# [TRECHO SELECIONADO]
§ §
S. ex.ªs, membros do governo, são tão livres nos actos que praticam, que não recuam perante tudo aquillo que se lhes afigura conveniente á propria causa, sem que se arreceiem do castigo. (Apoiados.) É constitucional tudo o que lhes é conveniente...

(Aparte do sr. ministro dos negocios estrangeiros.)

E conveniente ao paiz; está claro, clarissimo. Tudo que é conveniente ao governo, é conveniente ao paiz, e reciprocamente. Già era scritto. (Riso.)

Continuarei, dizendo a V. ex.ª que o meu intuito não é entrar n'este debate; só pedi a palavra quando o sr. ministro da fazenda disse que conhecia que as nossas instituições não eram absolutamente perfeitas, mas que estava na nossa mão o torna-las melhores por meios adequados, isto é, por meios constitucionaes, porque não quero conhecer outros

A opposição, Sr. presidente, tem sentido e lamentado que um dia seja talvez necessario empregar para este fim meios que não sejam puramente constitucionaes. (Apoiados.)

Por isso mesmo tambem eu pergunto ao governo qual é a rasão porque, tendo apresentado a reforma da carta ha quatro annos, a deixou dormir um tão largo e profundo somno no seio de uma commissão, que aliás já não existe. E, se o proprio sarcophago está desfeito, não admira muito que o cadaver desapparecesse. (Vozes: — Muito bem.)

O espirito do seculo reclamava instantemente ha quatro annos a reforma das nossas instituições; o espirito do seculo, tendo por interprete a voz respeitavel do respeitado chefe do estado, vinha ao seio da representação nacional e dizia: o codigo fundamental das nossas instituições politicas carece de uma reforma.

Ora, sr. presidente, se porventura nós não temos o systema parlamentar, se porventura, o paiz, em virtude do modo por que as cousas estão organisadas, ha de sempre eleger aquelles que lhe forem impostos pelo governo que estiver presente, se nós vivemos na contemplação admirativa da candidatura official, porque n'este paiz não ha outra cousa senão candidatura official (apoiados), se a eleição, sendo como. é a base do systema, não é senão a viciação: da vontade nacional, que não sabe nem póde manifestar-se, pergunto eu qual é a rasão porque os srs. ministros, sendo, como dizem que são, sacerdotes do verdadeiro systema constitucional, não acceitaram, depois de a terem promovido, a reforma da carta constitucional? (Apoiados.)
§ §
# [ENTRADAS EXTRAÍDAS]
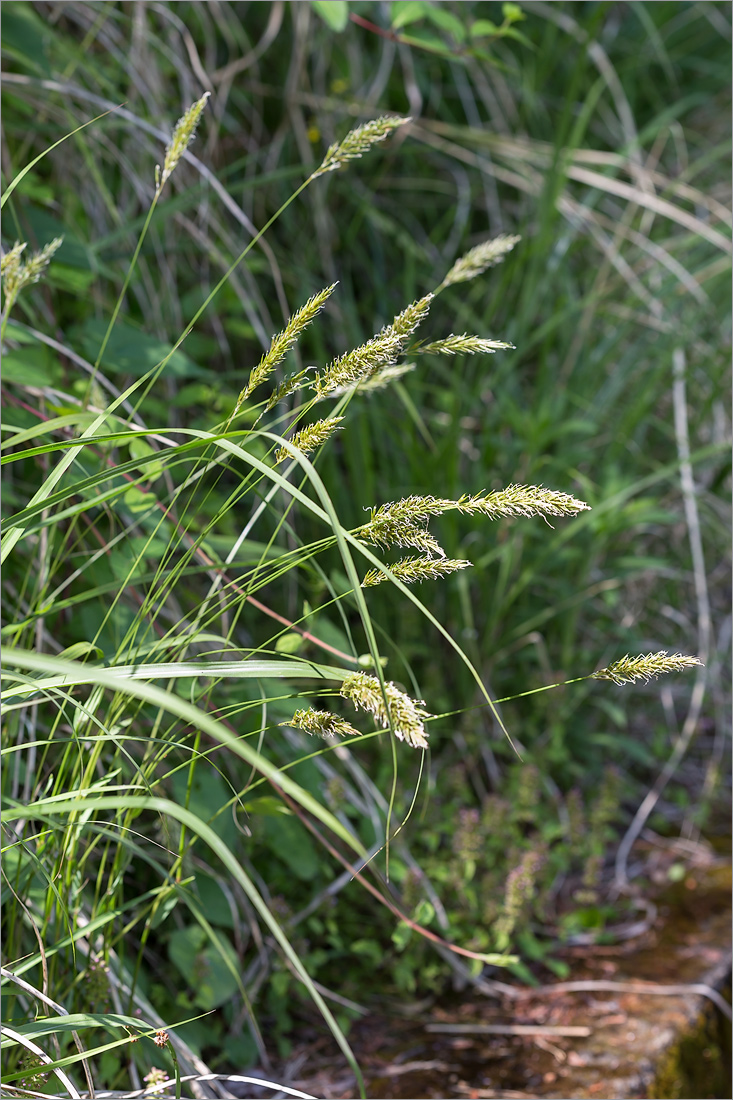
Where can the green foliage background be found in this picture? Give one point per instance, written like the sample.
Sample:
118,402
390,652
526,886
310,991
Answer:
599,132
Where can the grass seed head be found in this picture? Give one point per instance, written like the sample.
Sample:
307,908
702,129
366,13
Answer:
358,142
183,135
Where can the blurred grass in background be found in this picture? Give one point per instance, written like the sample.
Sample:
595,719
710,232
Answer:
599,132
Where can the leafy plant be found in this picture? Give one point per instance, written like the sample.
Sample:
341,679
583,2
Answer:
192,587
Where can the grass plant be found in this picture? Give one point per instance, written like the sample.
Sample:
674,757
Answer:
190,587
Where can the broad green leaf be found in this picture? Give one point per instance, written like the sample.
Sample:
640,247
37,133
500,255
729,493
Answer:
131,351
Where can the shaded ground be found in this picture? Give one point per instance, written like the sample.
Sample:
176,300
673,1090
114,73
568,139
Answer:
622,1027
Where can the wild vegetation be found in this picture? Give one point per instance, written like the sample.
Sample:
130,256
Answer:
365,437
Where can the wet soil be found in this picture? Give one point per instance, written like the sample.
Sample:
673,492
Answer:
621,1027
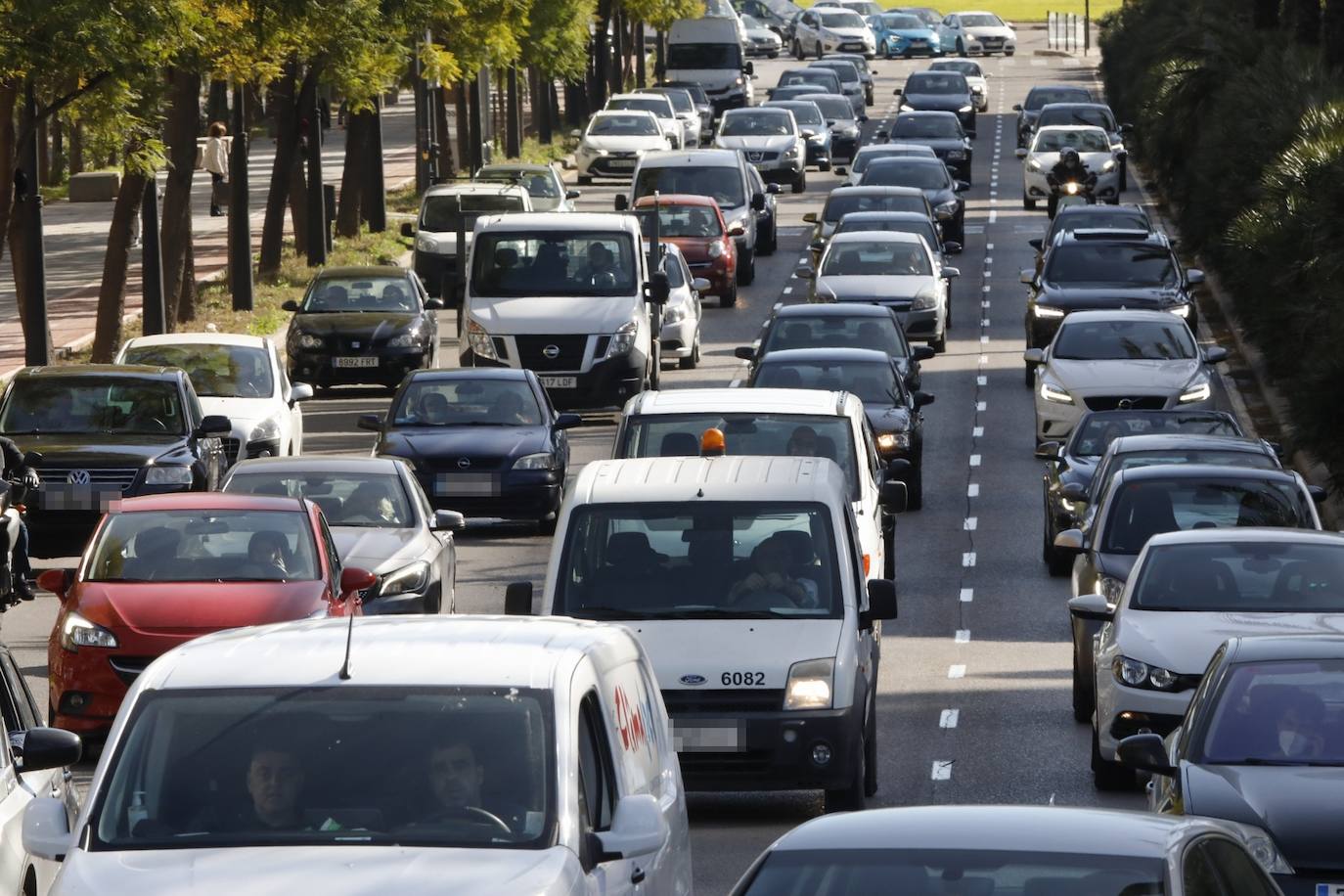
§ §
# [LISTA DE EXERCÍCIOS]
1) Devolva, sem qualquer alteração, a parte do trecho que começa em "Continuarei, dizendo a" e vai até "(Vozes: — Muito bem.)".
2) Com base no trecho, responda:
(a) Há quantos anos o governo apresentou a reforma da carta?
(b) Qual ministro disse que as instituições não eram absolutamente perfeitas?
(c) Segundo o orador, que tipo de candidatura é a única que existe no país?

# [RESPOSTAS POR TAREFA]
1)
Continuarei, dizendo a V. ex.ª que o meu intuito não é entrar n'este debate; só pedi a palavra quando o sr. ministro da fazenda disse que conhecia que as nossas instituições não eram absolutamente perfeitas, mas que estava na nossa mão o torna-las melhores por meios adequados, isto é, por meios constitucionaes, porque não quero conhecer outros

A opposição, Sr. presidente, tem sentido e lamentado que um dia seja talvez necessario empregar para este fim meios que não sejam puramente constitucionaes. (Apoiados.)

Por isso mesmo tambem eu pergunto ao governo qual é a rasão porque, tendo apresentado a reforma da carta ha quatro annos, a deixou dormir um tão largo e profundo somno no seio de uma commissão, que aliás já não existe. E, se o proprio sarcophago está desfeito, não admira muito que o cadaver desapparecesse. (Vozes: — Muito bem.)

2)
(a) Há quatro anos.
(b) O ministro da fazenda.
(c) A candidatura oficial.